* [Requirement a]: Gather every line of the entries below that contains the string "pink".

* [Page text]:
Trozos de Mi Alma (English: Pieces of My Soul) is the third studio album recorded by Mexican singer-songwriter Marco Antonio Solís. It was released by Fonovisa on January 26, 1999 (see 1999 in music). This album became his first number-one set on the Billboard Top Latin Albums, and it was certified platinum by the Recording Industry Association of America for sales over 1,000,000 units in United States; it also received a diamond accreditation in Mexico in 2004.

Trozos de Mi Alma features songs written by Solís, but previously recorded by different artists, including Enrique Iglesias, Olga Tañón, Beatríz Adriana, Dulce, María Sorté and Rocío Dúrcal, among others. His version of the track "Si No Te Hubieras Ido" was included on the soundtrack for the Mexican film Y Tu Mamá También. It was also featured as the opening theme for the Mexican telenovela Salomé, produced by Juan Osorio starring Guy Ecker and Edith González in 2001. "Sigue Sin Mi" was also featured as the opening theme for the Mexican telenovela Siempre te amaré (2000), produced by Juan Osorio starring Laura Flores and Fernando Carrillo.

* [Dataset excerpt]:
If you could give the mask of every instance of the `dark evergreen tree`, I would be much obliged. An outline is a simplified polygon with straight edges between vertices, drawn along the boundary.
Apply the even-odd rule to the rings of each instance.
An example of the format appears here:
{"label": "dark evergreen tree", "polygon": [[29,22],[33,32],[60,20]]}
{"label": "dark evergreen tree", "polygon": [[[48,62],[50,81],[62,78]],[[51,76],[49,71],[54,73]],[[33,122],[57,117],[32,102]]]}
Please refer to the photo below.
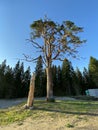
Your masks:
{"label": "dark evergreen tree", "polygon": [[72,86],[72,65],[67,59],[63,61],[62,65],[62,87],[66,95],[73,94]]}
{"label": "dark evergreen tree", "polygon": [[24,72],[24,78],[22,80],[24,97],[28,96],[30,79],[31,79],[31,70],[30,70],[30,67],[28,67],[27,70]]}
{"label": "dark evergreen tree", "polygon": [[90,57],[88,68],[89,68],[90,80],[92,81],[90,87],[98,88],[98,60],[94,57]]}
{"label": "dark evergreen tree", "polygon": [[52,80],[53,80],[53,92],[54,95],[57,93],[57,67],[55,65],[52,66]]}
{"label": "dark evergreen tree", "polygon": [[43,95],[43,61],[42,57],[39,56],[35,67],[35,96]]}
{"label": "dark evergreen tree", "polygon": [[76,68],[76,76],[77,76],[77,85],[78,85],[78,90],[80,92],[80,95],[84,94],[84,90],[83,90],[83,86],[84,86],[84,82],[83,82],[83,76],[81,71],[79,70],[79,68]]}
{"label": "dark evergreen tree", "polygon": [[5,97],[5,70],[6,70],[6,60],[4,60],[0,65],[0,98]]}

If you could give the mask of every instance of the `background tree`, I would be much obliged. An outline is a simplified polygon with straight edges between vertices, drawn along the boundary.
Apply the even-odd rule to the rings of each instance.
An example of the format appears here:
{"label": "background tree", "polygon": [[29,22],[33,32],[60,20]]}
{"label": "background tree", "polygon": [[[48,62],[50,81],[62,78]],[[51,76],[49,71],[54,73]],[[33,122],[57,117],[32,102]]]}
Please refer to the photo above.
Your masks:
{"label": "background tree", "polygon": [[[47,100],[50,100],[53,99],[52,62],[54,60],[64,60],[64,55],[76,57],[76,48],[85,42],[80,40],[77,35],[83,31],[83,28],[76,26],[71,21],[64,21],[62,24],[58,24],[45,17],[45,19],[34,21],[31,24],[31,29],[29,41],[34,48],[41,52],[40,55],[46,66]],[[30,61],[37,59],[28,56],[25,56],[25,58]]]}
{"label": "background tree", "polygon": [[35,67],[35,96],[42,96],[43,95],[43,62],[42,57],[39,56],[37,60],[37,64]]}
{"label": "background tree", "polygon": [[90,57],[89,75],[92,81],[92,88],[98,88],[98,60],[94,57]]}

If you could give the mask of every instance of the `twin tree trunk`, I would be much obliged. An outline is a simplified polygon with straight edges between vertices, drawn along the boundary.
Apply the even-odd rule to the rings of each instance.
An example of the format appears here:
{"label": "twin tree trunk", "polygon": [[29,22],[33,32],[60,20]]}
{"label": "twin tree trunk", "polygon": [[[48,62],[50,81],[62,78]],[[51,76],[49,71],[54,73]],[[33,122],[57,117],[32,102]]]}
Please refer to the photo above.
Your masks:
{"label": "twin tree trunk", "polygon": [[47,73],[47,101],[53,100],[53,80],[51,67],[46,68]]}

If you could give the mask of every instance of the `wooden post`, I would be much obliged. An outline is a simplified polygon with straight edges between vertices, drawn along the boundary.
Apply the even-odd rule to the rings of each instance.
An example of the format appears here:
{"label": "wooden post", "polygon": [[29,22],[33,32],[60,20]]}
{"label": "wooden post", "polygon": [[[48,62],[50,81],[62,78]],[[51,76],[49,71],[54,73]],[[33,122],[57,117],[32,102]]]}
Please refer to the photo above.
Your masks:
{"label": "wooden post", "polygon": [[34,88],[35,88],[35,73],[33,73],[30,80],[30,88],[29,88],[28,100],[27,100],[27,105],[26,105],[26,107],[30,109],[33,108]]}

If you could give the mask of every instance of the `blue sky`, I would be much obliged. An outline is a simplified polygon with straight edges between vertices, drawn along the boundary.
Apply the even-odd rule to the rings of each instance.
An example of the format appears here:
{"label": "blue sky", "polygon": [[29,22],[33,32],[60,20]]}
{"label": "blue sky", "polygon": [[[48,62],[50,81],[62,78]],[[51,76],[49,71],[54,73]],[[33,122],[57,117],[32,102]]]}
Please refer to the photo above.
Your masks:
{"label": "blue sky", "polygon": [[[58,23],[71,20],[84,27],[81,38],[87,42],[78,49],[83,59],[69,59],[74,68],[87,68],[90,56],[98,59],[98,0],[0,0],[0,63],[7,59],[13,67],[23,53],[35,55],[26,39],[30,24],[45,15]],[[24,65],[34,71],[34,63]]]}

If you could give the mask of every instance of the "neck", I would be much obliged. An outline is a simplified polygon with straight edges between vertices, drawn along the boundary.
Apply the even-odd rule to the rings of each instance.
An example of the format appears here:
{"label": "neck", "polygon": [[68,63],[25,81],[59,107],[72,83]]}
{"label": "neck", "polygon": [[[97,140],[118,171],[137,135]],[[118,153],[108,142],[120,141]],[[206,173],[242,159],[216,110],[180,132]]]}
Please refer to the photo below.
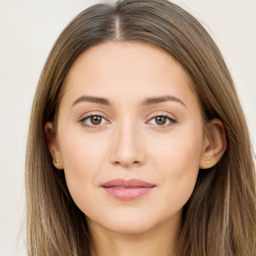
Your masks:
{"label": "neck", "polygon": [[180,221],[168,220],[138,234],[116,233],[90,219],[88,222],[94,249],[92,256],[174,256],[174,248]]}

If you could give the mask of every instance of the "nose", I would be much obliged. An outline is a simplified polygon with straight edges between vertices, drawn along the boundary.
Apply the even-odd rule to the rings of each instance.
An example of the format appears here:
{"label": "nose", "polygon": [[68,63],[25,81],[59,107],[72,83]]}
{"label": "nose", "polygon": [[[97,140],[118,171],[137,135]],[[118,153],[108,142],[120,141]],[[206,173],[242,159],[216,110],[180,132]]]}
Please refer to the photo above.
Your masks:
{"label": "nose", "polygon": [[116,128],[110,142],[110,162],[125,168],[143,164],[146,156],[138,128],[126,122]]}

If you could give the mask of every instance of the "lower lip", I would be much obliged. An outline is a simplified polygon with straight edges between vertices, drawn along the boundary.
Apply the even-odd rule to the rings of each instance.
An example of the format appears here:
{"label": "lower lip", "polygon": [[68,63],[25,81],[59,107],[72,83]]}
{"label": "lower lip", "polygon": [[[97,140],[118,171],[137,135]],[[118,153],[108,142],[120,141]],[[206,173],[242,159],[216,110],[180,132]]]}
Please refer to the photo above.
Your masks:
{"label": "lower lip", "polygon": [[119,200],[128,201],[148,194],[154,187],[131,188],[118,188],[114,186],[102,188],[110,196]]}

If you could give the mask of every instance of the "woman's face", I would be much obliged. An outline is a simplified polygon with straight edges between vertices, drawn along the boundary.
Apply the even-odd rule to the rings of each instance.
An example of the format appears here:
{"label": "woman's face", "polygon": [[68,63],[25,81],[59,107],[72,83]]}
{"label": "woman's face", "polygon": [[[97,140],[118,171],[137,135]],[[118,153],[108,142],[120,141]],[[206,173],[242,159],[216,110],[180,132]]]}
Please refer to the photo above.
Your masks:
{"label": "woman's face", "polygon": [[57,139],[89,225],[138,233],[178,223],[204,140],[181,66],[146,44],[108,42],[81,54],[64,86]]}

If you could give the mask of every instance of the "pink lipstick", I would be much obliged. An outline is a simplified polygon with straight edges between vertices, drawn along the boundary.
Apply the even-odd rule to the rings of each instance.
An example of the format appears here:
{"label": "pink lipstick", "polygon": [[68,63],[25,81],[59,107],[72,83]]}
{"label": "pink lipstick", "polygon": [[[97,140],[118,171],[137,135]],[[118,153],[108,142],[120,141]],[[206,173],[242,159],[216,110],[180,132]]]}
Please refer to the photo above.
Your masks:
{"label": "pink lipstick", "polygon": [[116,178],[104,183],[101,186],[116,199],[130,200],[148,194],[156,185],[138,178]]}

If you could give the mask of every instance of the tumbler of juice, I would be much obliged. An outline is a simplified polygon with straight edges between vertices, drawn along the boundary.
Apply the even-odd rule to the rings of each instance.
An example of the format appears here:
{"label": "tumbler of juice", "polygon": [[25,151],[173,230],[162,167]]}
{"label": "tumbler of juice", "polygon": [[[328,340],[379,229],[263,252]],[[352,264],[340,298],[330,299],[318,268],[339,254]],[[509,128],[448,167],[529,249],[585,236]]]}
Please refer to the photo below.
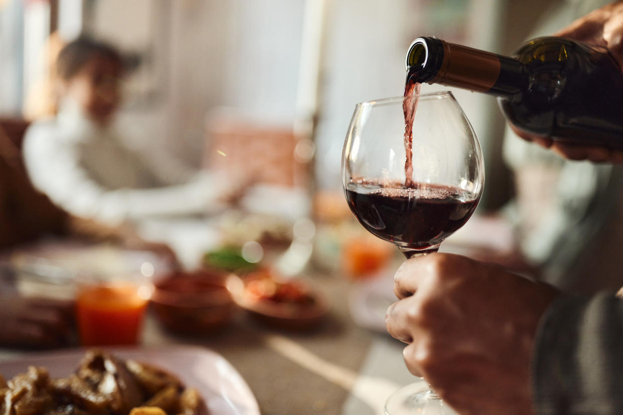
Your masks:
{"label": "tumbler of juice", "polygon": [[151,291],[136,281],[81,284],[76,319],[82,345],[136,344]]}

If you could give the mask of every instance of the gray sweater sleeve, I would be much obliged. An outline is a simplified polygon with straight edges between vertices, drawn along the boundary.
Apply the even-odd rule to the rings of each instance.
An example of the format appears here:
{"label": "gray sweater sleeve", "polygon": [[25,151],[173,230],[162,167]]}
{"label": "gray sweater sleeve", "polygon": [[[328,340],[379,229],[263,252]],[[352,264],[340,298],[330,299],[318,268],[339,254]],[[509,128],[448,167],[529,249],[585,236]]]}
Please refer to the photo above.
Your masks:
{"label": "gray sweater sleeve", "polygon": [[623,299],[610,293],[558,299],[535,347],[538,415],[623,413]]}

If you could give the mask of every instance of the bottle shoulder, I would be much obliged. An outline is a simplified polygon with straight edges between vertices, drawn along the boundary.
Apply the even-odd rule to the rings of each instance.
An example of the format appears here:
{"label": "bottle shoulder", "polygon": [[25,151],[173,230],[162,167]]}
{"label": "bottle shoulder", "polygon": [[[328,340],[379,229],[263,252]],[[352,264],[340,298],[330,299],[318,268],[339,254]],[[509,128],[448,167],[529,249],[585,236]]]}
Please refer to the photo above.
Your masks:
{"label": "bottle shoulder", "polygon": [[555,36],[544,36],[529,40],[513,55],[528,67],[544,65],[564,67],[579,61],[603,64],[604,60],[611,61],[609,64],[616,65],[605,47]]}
---
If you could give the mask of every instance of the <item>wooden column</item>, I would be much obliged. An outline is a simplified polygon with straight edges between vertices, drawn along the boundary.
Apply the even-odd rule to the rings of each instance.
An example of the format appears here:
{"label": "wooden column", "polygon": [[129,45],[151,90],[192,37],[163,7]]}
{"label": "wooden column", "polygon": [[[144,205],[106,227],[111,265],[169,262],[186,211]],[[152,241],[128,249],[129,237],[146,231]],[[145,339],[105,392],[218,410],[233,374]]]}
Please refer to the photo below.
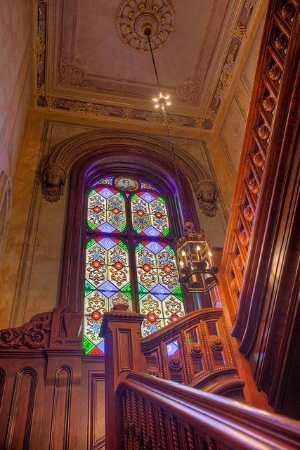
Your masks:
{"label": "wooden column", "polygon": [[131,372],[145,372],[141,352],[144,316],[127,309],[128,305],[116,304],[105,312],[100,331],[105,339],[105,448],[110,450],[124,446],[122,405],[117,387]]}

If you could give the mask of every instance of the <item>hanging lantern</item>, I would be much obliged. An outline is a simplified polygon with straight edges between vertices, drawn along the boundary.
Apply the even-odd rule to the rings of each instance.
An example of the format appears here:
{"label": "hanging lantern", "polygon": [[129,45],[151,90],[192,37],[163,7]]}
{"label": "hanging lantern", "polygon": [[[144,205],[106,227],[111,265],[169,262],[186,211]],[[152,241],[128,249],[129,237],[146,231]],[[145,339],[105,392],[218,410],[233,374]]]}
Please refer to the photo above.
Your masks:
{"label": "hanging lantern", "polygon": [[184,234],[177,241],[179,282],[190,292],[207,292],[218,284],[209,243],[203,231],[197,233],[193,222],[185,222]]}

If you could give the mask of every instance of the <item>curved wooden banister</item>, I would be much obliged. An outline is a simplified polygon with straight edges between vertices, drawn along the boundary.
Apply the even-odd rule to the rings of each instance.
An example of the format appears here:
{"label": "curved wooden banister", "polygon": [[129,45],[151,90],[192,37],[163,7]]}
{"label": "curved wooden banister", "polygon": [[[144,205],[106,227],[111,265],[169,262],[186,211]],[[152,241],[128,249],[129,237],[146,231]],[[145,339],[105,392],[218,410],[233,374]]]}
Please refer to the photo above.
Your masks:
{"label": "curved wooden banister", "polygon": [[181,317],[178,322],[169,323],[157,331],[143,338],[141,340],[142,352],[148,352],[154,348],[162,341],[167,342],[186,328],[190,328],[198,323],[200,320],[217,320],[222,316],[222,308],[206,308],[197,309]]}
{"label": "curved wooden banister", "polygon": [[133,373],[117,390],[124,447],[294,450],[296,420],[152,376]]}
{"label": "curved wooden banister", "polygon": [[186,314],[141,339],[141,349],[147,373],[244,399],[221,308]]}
* * *
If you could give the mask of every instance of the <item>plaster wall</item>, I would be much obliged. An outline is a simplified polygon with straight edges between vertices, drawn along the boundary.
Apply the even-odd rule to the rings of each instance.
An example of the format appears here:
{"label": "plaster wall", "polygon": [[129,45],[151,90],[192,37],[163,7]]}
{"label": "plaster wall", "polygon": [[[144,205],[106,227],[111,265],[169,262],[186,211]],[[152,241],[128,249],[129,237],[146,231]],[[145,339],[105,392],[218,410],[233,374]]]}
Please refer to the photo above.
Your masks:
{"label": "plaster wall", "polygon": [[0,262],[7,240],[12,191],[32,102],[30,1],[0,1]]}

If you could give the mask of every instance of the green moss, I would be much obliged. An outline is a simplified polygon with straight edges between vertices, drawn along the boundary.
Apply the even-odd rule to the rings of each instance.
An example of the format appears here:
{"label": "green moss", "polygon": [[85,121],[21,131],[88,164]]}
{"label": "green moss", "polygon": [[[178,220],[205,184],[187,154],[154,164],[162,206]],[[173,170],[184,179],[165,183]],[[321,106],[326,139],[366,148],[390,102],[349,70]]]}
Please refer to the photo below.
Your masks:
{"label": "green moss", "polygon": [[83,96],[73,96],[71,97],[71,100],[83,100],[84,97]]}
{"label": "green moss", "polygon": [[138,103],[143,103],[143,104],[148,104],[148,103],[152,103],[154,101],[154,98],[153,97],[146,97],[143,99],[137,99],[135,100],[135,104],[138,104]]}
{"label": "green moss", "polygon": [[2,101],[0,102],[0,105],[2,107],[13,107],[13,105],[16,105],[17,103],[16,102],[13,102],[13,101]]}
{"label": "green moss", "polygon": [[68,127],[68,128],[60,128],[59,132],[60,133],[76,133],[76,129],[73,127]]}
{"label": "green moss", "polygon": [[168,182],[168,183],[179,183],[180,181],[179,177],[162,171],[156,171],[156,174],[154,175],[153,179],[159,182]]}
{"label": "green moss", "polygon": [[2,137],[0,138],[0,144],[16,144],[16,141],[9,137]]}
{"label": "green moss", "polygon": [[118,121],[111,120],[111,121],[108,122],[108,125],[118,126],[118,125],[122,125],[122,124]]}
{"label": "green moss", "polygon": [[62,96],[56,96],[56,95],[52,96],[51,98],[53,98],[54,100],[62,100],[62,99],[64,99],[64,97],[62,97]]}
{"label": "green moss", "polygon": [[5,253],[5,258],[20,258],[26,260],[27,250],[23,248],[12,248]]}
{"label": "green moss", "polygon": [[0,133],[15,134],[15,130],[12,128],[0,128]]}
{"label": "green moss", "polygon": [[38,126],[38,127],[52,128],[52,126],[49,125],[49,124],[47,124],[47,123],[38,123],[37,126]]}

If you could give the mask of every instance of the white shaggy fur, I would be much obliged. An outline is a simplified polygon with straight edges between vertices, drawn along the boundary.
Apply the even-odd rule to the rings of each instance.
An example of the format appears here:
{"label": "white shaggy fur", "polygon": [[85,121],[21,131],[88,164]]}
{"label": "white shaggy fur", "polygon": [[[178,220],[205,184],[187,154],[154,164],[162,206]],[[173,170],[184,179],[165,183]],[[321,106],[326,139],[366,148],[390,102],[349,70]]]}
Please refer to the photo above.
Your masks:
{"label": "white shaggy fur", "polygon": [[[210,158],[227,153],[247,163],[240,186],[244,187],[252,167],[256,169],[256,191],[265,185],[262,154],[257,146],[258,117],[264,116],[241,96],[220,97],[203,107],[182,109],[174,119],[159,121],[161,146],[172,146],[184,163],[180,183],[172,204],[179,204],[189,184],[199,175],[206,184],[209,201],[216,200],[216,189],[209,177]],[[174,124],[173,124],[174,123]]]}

* [Requirement b]: Name every actor that the text about Trozos de Mi Alma says starred in a telenovela.

* [Written response a]:
If you could give the mask of every instance of the "pink lipstick", I would be much obliged. An outline is a simplified polygon with straight edges between vertices, drawn along the boundary.
{"label": "pink lipstick", "polygon": [[68,63],[25,81],[59,107],[72,83]]}
{"label": "pink lipstick", "polygon": [[[97,140],[118,171],[137,135]],[[118,153],[108,142],[120,141]],[[206,173],[242,159],[216,110],[180,132]]]}
{"label": "pink lipstick", "polygon": [[116,178],[104,183],[101,186],[116,199],[130,200],[148,194],[156,185],[138,178]]}

* [Written response b]: Guy Ecker, Edith González, Laura Flores, Fernando Carrillo